#### What is being asked:
Rewrite these lines with "dog's" changed to "puppy's" everywhere and everything else left as is. Leave the pictures out.
────────────────────
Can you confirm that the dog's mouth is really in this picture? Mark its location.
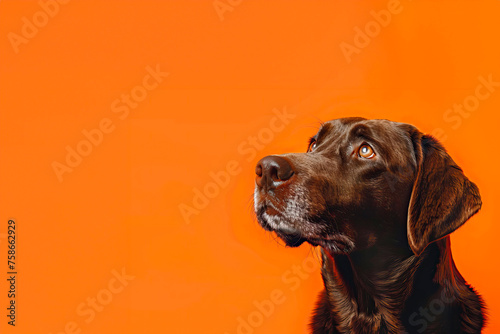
[255,201,354,253]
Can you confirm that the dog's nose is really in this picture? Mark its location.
[255,155,294,190]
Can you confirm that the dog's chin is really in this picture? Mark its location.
────────────────────
#### Output:
Can you confirm that the puppy's mouth is really in this picture? Mark its location.
[255,201,354,253]
Can you confirm that the puppy's nose is really in this picture? Mark its location.
[255,155,294,190]
Can you confirm that the puppy's chin is really in this picture? Mark its location.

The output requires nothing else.